**Request:** Copy out every line of the records below, requests included. Multiply each coordinate value in the answers by 1.35 and round it to the nearest whole number, rounding halves up.

-- BEGIN --

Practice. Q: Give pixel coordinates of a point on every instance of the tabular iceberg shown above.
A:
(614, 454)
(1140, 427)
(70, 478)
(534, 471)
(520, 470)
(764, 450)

-- END --

**Result of this task:**
Practice. Q: Give pixel coordinates of a point on every instance of the tabular iceberg shown above.
A:
(829, 613)
(1539, 576)
(95, 645)
(721, 636)
(702, 635)
(1031, 608)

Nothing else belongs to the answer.